◆ Text shown ◆
___

Prototyping Tools for Interactive Music in VR and 360 Audio

This page is an archive of my presentation at the Game Sound Conference (research track), Biltmore Hotel Los Angeles, Nov 8th, 2016.

The presentation was a sequel to my paper, Knots in the String of Time: Adapting Computer Game Prototyping Tools for Interactive Music (Proquest)  (ACM), which posed several questions:

This paper documents an effort to adapt computer game prototyping tools as controls for interactive digital music. Within that effort the social aspects of interactive music were explored. Is it possible give the game-player-listeners the ability to structure the music interactively and become the composers of their own
game experience?

A second point of inspiration came from the contemporary conceptual
artist Joseph Beuys:

Every human being is endowed with creativity, an inborn,
universally distributed faculty which lies fallow in most
people. The social task of professional artists is to liberate
this repressed creative potential until all human labor
deserves to be called artistic. Essential to his belief in
creativity is that it is future-oriented: it has the performative
structure of a promise.

I am a professional artist; thus, Beuys has charged me and others
like me with a ‘social task.’ Could I build an interactive
environment that would allow a non-professional to structure
time, to sequence affect, to create cause-and-effect (i.e, musical
meaning) through the use of harmonic language, rhythm, and
other musical elements, and do what composers do?

___

◆ Stored data ◆
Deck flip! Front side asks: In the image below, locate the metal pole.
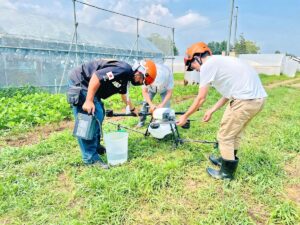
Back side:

___

◆ Problem A ◆
For the text on prototyping tools for interactive music, decide whether each statement agrees with it: (i) the presentation took place in 2016; (ii) Joseph Beuys is described as a composer; (iii) the writer says they are a professional artist. For each, answer yes or no and quote the words that decide it.
◆ Problem B ◆
According to the text on prototyping tools for interactive music, at which hotel was the presentation given?
◆ Problem C ◆
Carry on the text on prototyping tools for interactive music from its last sentence.
The data is unrelated to the text on interactive music.

◆ Written response A ◆
(i) Yes: "Nov 8th, 2016."
(ii) No: "the contemporary conceptual artist Joseph Beuys"
(iii) Yes: "I am a professional artist"

◆ Written response B ◆
The Biltmore Hotel in Los Angeles.

◆ Written response C ◆
Here are the slides, videos, and script from the presentation.

Note: the navigation controls on the bottom right of these slides are non-functional.  The videos display a common transport control bottom left.

Hello. Welcome to Prototyping Tools for Interactive Music. My name is Nick Venden.  I’m an independent developer, composer, sound designer, and coordinator for AudioArtsCollective—specialists in interaction design for music in VR.  I created five working HTC Vive demos of the techniques I want to share with you.  Here are recordings taken directly from the Vive-SteamVR monitor and headphone feed—no post production other than timeline splices and a few crossfades.  The demos also showcase 360 spatialized audio, which cannot be heard here.

I’ll  only have time to discuss one of these in depth–A* Pathfinding Project by Aron Granberg. However, the setup for this project includes:

Everything I’m showing today relies heavily on the work of these expert programmers. Here are four slides showing how to set up Newton and Rapture3d.

So, pathfinding!

What you see above is a 3×3 meter roomscale Vive setup.  Hovering in the space, at waist height, is a horizontal plane — a very large circuitboard.  The user has an invisible collider attached to her head and holds the two controllers.   She can stand and intersect with the circuitboard.  There is a pathfinding AI agent in the space and a white sphere or target for the A* pathfinding.

There are many types of splines and graphs for pathfinding–both 2D and 3D. Granberg’s A* project offers several of these.

For this demonstration I’m going to create a gridGraph similar to the one above left.

Here’s the process:  create an A-star manager game object and an AI seeker game object in the hierarchy.

Here they are in the inspector:

Create a horizontal groundplane with the tag, “ground.” (Here you’re looking down on the Vive’s walkable area in my studio.)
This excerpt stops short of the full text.